- **PROBLEM TO SOLVE**
Copy every one of the records below line for line, changing nothing. Omit the pictures from your copy.
START RECORDS SHOWN
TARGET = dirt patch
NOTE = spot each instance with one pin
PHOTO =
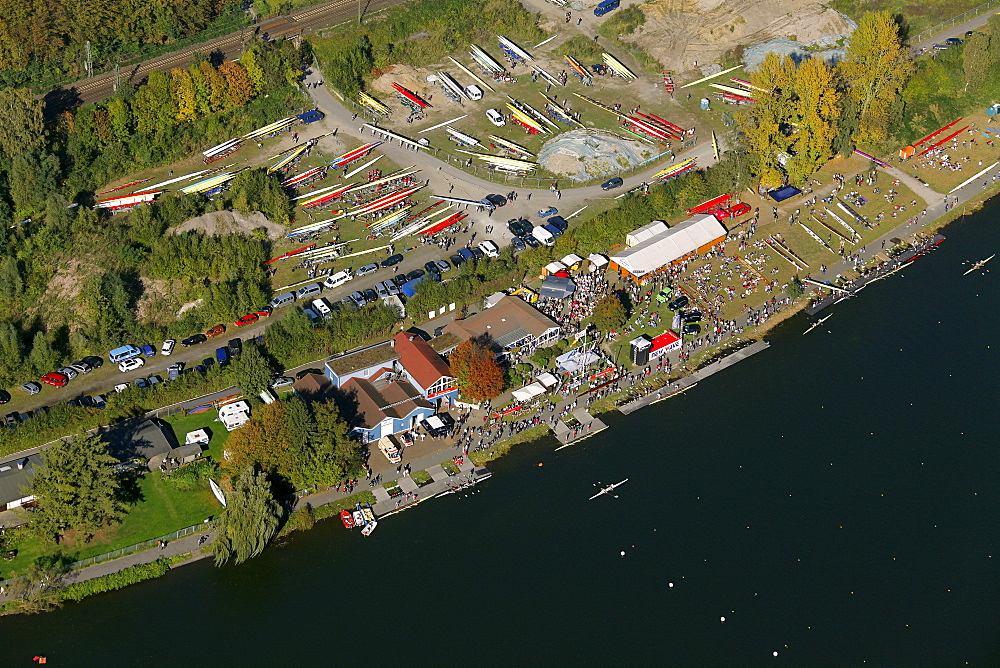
(679, 33)
(218, 223)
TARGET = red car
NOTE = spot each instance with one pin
(248, 319)
(55, 379)
(734, 211)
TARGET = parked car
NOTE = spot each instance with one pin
(94, 361)
(490, 248)
(679, 303)
(281, 381)
(391, 260)
(81, 367)
(496, 118)
(131, 365)
(55, 379)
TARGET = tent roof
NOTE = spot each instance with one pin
(677, 242)
(558, 287)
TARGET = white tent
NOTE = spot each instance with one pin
(572, 260)
(677, 242)
(597, 261)
(528, 392)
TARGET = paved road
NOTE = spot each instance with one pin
(955, 31)
(306, 21)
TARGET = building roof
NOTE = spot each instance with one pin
(647, 231)
(14, 480)
(511, 320)
(313, 386)
(677, 242)
(397, 400)
(423, 364)
(363, 359)
(138, 438)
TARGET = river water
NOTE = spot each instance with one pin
(834, 498)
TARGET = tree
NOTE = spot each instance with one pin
(250, 521)
(479, 375)
(610, 314)
(875, 69)
(979, 56)
(77, 487)
(818, 112)
(252, 372)
(22, 129)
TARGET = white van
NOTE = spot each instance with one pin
(322, 308)
(543, 235)
(338, 279)
(496, 118)
(283, 300)
(308, 290)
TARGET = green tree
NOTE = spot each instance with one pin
(76, 487)
(979, 56)
(609, 314)
(251, 371)
(250, 521)
(22, 129)
(479, 375)
(875, 69)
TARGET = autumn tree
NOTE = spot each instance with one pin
(876, 68)
(261, 444)
(818, 111)
(77, 487)
(609, 313)
(479, 375)
(250, 521)
(765, 125)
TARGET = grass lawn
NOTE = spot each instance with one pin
(161, 510)
(967, 149)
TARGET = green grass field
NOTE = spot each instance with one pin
(162, 509)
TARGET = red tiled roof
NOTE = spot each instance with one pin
(420, 360)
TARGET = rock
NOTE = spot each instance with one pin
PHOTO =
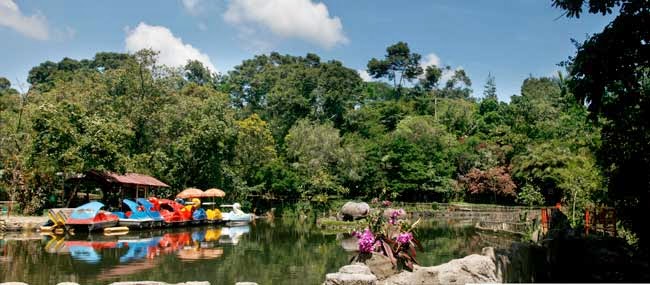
END RECORDS SHOWN
- **COMPLETED EXERCISE**
TARGET = dirt patch
NOTE = spot each instance with one pin
PHOTO =
(679, 33)
(218, 223)
TARGET = red car
NOTE = spot each instance with one pin
(248, 319)
(55, 379)
(734, 211)
TARGET = parked car
NOTE = spot each instance with one pin
(94, 361)
(490, 248)
(679, 303)
(281, 381)
(391, 260)
(81, 367)
(496, 118)
(131, 365)
(55, 379)
TARGET = tent roof
NOTE = spot each instance with one pin
(677, 242)
(558, 287)
TARGET = white tent
NOTE = spot each instance with one pin
(572, 260)
(677, 242)
(597, 261)
(528, 392)
TARGET = paved road
NOTE = spot each instance with one pin
(955, 31)
(306, 21)
TARGET = building roof
NOTE = spot each instance with one pin
(647, 231)
(14, 480)
(511, 320)
(313, 386)
(677, 242)
(397, 400)
(423, 364)
(363, 359)
(138, 438)
TARGET = river water
NOTE = spot each instance with one pin
(834, 498)
TARGET = tree
NOTE = spot each instance with one pin
(250, 521)
(479, 375)
(610, 314)
(875, 69)
(979, 56)
(77, 487)
(818, 112)
(252, 372)
(22, 129)
TARGET = white van
NOTE = spot each instance with one pin
(322, 308)
(543, 235)
(338, 279)
(496, 118)
(283, 300)
(308, 290)
TARGET = green tree
NOTE = spot each instance with one pin
(76, 487)
(979, 56)
(609, 314)
(251, 371)
(250, 521)
(22, 129)
(479, 375)
(875, 69)
TARGET = autumn tree
NOTE = spot each instance with one pin
(876, 68)
(261, 444)
(818, 111)
(77, 487)
(609, 313)
(479, 375)
(250, 521)
(765, 125)
TARGET = grass lawn
NOTE = spot each instance with one pin
(161, 510)
(967, 149)
TARGET = green grass field
NOTE = spot each instance with one pin
(162, 509)
TARGET = red tiled roof
NOTE = spot each instance with one pin
(420, 360)
TARGET = rock
NOTE = spot each instance with one pin
PHOTO =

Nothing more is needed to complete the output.